**Set exercise**
Continue the court opinion below on the pension fund's summary judgment motion, starting right after its last sentence.

**Text segment**
+ + +

IN THE UNITED STATES DISTRICT COURT FOR THE NORTHERN DISTRICT OF ILLINOIS EASTERN DIVISION
CENTRAL STATES, SOUTHEAST AND SOUTHWEST AREAS PENSION FUND, and CHARLES A. WHOBREY, as trustee Case No. 22-cv-02350 Plaintiffs, Judge Mary M. Rowland v.
AL PEAKE AND SONS, INC.,
Defendant.
MEMORANDUM OPINION AND ORDER Plaintiffs Central States, Southeast and Southwest Areas Pension Fund and Charles A. Whobrey, as trustee, (“the Fund”) sued Defendant Al Peake and Sons Inc. (“Al Peake”) under the Employee Retirement Income Security Act of 1974 (“ERISA”), 29 U.S.C. § 1001 et seq. [39]. The Fund filed a motion for summary judgement on their sole ERISA claim. For the reasons stated below, the Fund’s motion for summary judgment [52] is granted. SUMMARY JUDGMENT STANDARD Summary judgment is proper where “the movant shows that there is no genuine dispute as to any material fact and the movant is entitled to judgment as a matter of law.” Fed. R. Civ. P. 56(a); see also Celotex Corp. v. Catrett, 477 U.S. 317, 322 (1986). A genuine dispute as to any material fact exists if “the evidence is such that a reasonable jury could return a verdict for the nonmoving party.” Anderson v. Liberty Lobby, Inc., 477 U.S. 242, 248 (1986). The substantive law controls which facts are material. Id. After a “properly supported motion for summary judgment is made, the adverse party must set forth specific facts showing that there is a genuine issue
for trial.” Id. at 250 (internal quotations omitted). The Court “consider[s] all of the evidence in the record in the light most favorable to the non-moving party, and [] draw[s] all reasonable inferences from that evidence in favor of the party opposing summary judgment.” Skiba v. Ill. Cent. R.R. Co., 884 F.3d 708, 717 (7th Cir. 2018) (internal citation and quotations omitted). The Court “must refrain from making credibility determinations or weighing evidence.”

+ + +

**Provided data**
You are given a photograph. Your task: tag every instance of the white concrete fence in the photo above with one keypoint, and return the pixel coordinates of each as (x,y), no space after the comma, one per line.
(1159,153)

+ + +

**Task response**
Viamedia, Inc. v. Comcast Corp., 951 F.3d 429, 467 (7th Cir. 2020) (citing Anderson, 477 U.S. at 255). In ruling on summary judgment, the Court gives the non-moving party “the benefit of reasonable inferences from the evidence, but not speculative inferences in [its] favor.” White v. City of Chicago, 829 F.3d 837, 841 (7th Cir. 2016) (internal citations omitted). “The controlling question is whether a reasonable trier of fact could find in favor of the non-moving party on the evidence submitted in support of and opposition to the motion for summary judgment.” Id. (citation
omitted). FACTS The Court takes the following facts from the Fund’s statement of facts, [54], and Al Peake’s response to the statement of facts. [61].1 The Court notes where a material fact is disputed.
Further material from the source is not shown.